What is being asked — Recast every line of the rows below as a JSON list of strings, with one string per line and blank lines omitted.

------

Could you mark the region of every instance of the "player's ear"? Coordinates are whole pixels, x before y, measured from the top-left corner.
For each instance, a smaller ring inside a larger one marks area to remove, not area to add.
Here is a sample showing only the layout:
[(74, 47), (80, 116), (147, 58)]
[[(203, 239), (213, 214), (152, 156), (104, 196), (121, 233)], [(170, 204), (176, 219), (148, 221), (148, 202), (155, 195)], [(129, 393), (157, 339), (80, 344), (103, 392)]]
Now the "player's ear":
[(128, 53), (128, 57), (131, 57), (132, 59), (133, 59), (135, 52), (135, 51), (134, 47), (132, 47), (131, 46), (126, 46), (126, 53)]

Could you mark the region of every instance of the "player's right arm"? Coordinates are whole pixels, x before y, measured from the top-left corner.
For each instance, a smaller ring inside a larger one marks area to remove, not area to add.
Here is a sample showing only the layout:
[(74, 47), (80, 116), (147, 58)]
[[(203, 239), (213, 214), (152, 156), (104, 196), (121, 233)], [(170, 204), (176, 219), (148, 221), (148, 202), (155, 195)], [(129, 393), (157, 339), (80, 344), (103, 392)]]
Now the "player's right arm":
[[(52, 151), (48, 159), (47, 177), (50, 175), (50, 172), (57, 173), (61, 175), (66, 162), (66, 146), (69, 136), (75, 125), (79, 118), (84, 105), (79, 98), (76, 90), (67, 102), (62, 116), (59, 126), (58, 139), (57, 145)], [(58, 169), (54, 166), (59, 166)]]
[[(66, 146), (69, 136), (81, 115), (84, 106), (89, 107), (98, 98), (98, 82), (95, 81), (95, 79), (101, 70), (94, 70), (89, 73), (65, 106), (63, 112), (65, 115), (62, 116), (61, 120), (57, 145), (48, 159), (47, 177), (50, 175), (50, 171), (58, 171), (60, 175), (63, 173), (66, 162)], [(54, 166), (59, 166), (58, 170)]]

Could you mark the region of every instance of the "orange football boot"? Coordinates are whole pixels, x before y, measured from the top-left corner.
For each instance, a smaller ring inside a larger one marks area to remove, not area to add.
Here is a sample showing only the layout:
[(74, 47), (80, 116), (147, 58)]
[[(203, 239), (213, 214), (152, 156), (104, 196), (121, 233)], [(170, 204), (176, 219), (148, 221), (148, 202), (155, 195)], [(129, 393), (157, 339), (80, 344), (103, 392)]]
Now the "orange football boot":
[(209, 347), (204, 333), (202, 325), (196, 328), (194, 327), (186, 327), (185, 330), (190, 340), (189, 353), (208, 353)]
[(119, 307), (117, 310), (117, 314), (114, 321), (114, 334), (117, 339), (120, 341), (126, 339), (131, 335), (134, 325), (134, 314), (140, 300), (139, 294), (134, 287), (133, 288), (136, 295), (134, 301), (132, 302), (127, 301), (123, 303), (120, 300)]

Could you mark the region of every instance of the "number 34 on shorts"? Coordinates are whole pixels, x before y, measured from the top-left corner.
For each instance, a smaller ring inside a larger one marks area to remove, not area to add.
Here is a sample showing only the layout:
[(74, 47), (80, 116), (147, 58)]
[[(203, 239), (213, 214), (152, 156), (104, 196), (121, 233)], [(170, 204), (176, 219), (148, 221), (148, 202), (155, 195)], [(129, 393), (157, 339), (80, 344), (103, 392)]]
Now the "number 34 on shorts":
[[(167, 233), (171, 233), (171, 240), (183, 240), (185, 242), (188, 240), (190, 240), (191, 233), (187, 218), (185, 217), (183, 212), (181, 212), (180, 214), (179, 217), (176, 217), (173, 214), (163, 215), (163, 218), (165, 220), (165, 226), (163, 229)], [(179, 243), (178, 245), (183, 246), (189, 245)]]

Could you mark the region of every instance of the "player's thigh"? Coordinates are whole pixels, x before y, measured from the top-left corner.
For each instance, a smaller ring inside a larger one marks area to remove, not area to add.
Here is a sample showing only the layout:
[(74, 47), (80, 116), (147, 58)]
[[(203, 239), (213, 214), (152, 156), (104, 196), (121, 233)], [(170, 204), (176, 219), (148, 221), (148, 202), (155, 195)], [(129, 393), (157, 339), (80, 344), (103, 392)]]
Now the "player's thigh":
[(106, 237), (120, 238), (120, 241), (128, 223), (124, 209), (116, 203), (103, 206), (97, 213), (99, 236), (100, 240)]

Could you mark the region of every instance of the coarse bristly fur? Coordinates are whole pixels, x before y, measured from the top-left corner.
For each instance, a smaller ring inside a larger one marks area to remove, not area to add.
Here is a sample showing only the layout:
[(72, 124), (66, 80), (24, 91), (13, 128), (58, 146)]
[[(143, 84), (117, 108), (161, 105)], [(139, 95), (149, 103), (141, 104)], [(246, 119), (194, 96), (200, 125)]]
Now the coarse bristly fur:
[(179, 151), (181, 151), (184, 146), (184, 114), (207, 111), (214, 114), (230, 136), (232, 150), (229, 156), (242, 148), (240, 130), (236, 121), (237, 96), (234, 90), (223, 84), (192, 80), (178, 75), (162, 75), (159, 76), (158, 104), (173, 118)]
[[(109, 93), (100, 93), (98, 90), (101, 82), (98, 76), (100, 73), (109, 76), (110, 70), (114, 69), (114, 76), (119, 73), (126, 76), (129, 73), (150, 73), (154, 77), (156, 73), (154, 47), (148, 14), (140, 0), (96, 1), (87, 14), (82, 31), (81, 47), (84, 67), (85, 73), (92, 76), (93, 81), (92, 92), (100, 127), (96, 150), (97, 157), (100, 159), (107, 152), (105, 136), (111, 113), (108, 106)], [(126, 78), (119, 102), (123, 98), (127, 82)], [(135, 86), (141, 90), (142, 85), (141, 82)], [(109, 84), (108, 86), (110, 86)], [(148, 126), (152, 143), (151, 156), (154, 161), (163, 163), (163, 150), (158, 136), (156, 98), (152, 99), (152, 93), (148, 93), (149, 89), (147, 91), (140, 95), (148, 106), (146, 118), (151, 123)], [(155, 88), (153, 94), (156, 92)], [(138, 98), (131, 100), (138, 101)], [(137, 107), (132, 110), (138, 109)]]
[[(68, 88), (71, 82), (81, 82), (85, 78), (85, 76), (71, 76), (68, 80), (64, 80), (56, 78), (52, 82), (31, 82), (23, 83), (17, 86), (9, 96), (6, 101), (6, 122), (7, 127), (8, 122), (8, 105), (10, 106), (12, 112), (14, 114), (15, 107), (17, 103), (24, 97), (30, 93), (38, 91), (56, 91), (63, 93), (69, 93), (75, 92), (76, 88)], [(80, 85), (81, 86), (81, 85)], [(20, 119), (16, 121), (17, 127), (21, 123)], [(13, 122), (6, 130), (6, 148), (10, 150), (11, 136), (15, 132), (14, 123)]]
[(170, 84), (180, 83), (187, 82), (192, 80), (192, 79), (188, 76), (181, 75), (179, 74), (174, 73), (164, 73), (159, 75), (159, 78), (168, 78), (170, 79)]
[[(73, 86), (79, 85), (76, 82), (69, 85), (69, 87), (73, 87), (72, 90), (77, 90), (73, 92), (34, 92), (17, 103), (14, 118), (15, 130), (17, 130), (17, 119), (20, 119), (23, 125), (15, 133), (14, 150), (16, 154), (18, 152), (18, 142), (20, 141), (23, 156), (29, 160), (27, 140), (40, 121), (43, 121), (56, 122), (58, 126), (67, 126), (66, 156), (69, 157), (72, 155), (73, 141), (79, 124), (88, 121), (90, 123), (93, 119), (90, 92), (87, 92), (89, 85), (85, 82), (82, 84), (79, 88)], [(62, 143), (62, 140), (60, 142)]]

------

Response to this task —
[
  "Could you mark the region of every instance of the \"player's ear\"? Coordinates are whole pixels, x before y, measured from the top-left corner.",
  "For each instance, a smaller ring inside a larger one marks area to remove, not area to add.",
  "Here is a sample showing only the layout:",
  "[(74, 47), (80, 116), (147, 58)]",
  "[[(203, 239), (213, 214), (152, 156), (104, 196), (121, 233)], [(170, 204), (176, 219), (148, 221), (148, 202), (155, 195)], [(129, 393), (157, 339), (80, 344), (103, 392)]]",
  "Now the \"player's ear\":",
  "[(128, 53), (128, 57), (131, 57), (132, 59), (133, 59), (135, 52), (135, 51), (134, 47), (132, 47), (131, 46), (126, 46), (126, 53)]",
  "Could you mark the region of every instance of the \"player's right arm\"? Coordinates are whole pixels, x before y, measured from the top-left corner.",
  "For each instance, a smaller ring inside a larger one marks area to remove, not area to add.",
  "Here is a sample showing only the layout:",
  "[(74, 47), (80, 116), (147, 58)]",
  "[[(203, 239), (213, 214), (152, 156), (104, 196), (121, 233)], [(170, 204), (176, 219), (148, 221), (148, 202), (155, 195)], [(129, 393), (157, 339), (80, 344), (103, 392)]]",
  "Now the \"player's right arm\":",
  "[[(52, 151), (48, 159), (47, 177), (50, 175), (50, 172), (57, 173), (61, 175), (66, 162), (66, 146), (69, 136), (75, 125), (79, 118), (84, 105), (79, 98), (76, 90), (67, 102), (62, 116), (59, 126), (58, 139), (57, 145)], [(58, 169), (54, 166), (59, 166)]]",
  "[[(66, 146), (69, 136), (81, 115), (84, 106), (89, 107), (98, 98), (98, 82), (95, 81), (95, 79), (101, 70), (94, 70), (89, 73), (65, 106), (63, 112), (65, 115), (62, 116), (61, 120), (57, 145), (48, 159), (47, 177), (50, 175), (50, 171), (58, 171), (60, 175), (63, 173), (66, 162)], [(54, 166), (59, 166), (58, 170)]]",
  "Could you mark the region of every instance of the \"orange football boot\"? Coordinates are whole pixels, x before y, measured from the top-left corner.",
  "For each instance, a smaller ring inside a larger one marks area to remove, not area to add.",
  "Here is a sample showing only the layout:",
  "[(74, 47), (80, 116), (147, 58)]",
  "[[(203, 239), (213, 214), (152, 156), (104, 196), (121, 233)], [(170, 204), (176, 219), (148, 221), (148, 202), (155, 195)], [(129, 393), (157, 339), (80, 344), (103, 392)]]",
  "Now the \"orange football boot\":",
  "[(209, 347), (204, 333), (202, 325), (196, 328), (194, 327), (186, 327), (185, 330), (190, 340), (189, 353), (208, 353)]",
  "[(119, 307), (117, 310), (117, 314), (114, 321), (114, 334), (117, 339), (120, 341), (126, 339), (131, 335), (134, 325), (134, 314), (140, 300), (139, 294), (134, 287), (133, 288), (136, 295), (134, 301), (132, 302), (127, 301), (123, 303), (120, 300)]",
  "Could you mark the region of every instance of the \"number 34 on shorts\"? Coordinates are whole pixels, x before y, measured from the top-left corner.",
  "For each instance, a smaller ring inside a larger one marks area to remove, not area to add.",
  "Here is a sample showing only the layout:",
  "[(74, 47), (80, 116), (147, 58)]",
  "[[(203, 239), (213, 214), (152, 156), (104, 196), (121, 233)], [(170, 204), (176, 219), (148, 221), (148, 202), (155, 195)], [(129, 393), (157, 339), (80, 344), (103, 392)]]",
  "Now the \"number 34 on shorts\":",
  "[[(167, 233), (171, 233), (171, 240), (183, 240), (185, 242), (188, 240), (190, 240), (191, 233), (187, 218), (185, 217), (183, 212), (181, 212), (180, 214), (179, 217), (176, 217), (173, 214), (163, 215), (163, 218), (165, 220), (165, 226), (163, 229)], [(179, 243), (178, 245), (183, 246), (189, 245)]]",
  "Could you mark the region of every instance of the \"player's thigh\"? Coordinates are whole pixels, x before y, measured from the top-left corner.",
  "For each instance, a smaller ring inside a larger one marks area to remove, not area to add.",
  "Here is a sample showing only the layout:",
  "[(74, 47), (80, 116), (147, 58)]",
  "[[(203, 239), (213, 214), (152, 156), (104, 196), (121, 233)], [(170, 204), (176, 219), (148, 221), (148, 202), (155, 195)], [(129, 393), (157, 339), (80, 344), (103, 392)]]",
  "Now the \"player's thigh\":",
  "[(106, 237), (120, 238), (120, 241), (128, 223), (124, 209), (116, 203), (103, 206), (97, 213), (99, 236), (100, 240)]",
  "Could you mark the region of every instance of the coarse bristly fur? Coordinates are whole pixels, x before y, measured from the top-left corner.",
  "For each instance, a smaller ring inside a larger one marks area to remove, not area to add.",
  "Here is a sample showing only the layout:",
  "[(72, 124), (66, 80), (24, 91), (13, 128), (58, 146)]",
  "[[(143, 84), (117, 108), (161, 105)], [(139, 95), (149, 103), (141, 104)], [(246, 119), (194, 96), (200, 125)]]",
  "Now the coarse bristly fur:",
  "[(179, 151), (181, 151), (184, 146), (184, 114), (207, 111), (214, 114), (230, 136), (232, 150), (229, 156), (242, 148), (240, 130), (236, 121), (237, 96), (234, 90), (223, 84), (192, 80), (178, 75), (162, 75), (159, 76), (158, 104), (173, 118)]",
  "[[(109, 93), (100, 93), (98, 90), (101, 82), (98, 76), (100, 73), (109, 76), (110, 70), (114, 69), (114, 76), (119, 73), (126, 76), (129, 73), (150, 73), (154, 77), (156, 73), (154, 47), (148, 14), (140, 0), (96, 1), (87, 14), (82, 31), (81, 47), (84, 67), (85, 73), (92, 76), (93, 81), (92, 92), (100, 127), (96, 150), (97, 157), (100, 159), (107, 152), (105, 136), (111, 113), (108, 106)], [(126, 78), (119, 102), (123, 98), (127, 82)], [(135, 86), (141, 90), (142, 85), (141, 82)], [(109, 84), (108, 86), (110, 86)], [(148, 126), (152, 143), (151, 156), (154, 161), (163, 163), (163, 150), (158, 136), (156, 98), (152, 99), (152, 93), (148, 93), (149, 89), (147, 91), (140, 95), (148, 106), (146, 118), (151, 123)], [(155, 88), (153, 94), (156, 92)], [(138, 98), (131, 100), (138, 101)], [(137, 107), (132, 110), (138, 109)]]",
  "[[(68, 88), (71, 82), (81, 82), (85, 78), (85, 76), (71, 76), (68, 80), (64, 80), (56, 78), (52, 82), (31, 82), (23, 83), (17, 86), (9, 96), (6, 101), (6, 122), (7, 127), (8, 122), (8, 105), (10, 106), (12, 112), (14, 114), (15, 107), (17, 103), (24, 97), (30, 93), (38, 91), (56, 91), (63, 93), (69, 93), (75, 92), (76, 88)], [(80, 85), (81, 86), (81, 85)], [(20, 119), (16, 121), (17, 127), (21, 123)], [(13, 122), (6, 130), (6, 148), (10, 150), (11, 136), (15, 132), (14, 123)]]",
  "[(170, 84), (180, 83), (187, 82), (192, 80), (192, 79), (188, 76), (181, 75), (179, 74), (174, 73), (164, 73), (159, 75), (159, 78), (168, 78), (170, 79)]",
  "[[(73, 86), (79, 85), (76, 82), (69, 85), (69, 87), (73, 87), (72, 90), (77, 90), (73, 92), (34, 92), (17, 103), (14, 118), (15, 130), (17, 130), (17, 119), (20, 119), (23, 125), (15, 133), (14, 150), (16, 154), (18, 152), (18, 142), (20, 141), (23, 156), (29, 160), (27, 140), (40, 121), (43, 121), (56, 122), (58, 126), (67, 126), (66, 156), (69, 157), (72, 155), (73, 141), (79, 124), (88, 121), (90, 123), (93, 119), (90, 92), (87, 92), (89, 85), (85, 82), (82, 84), (79, 88)], [(62, 143), (62, 140), (60, 142)]]"
]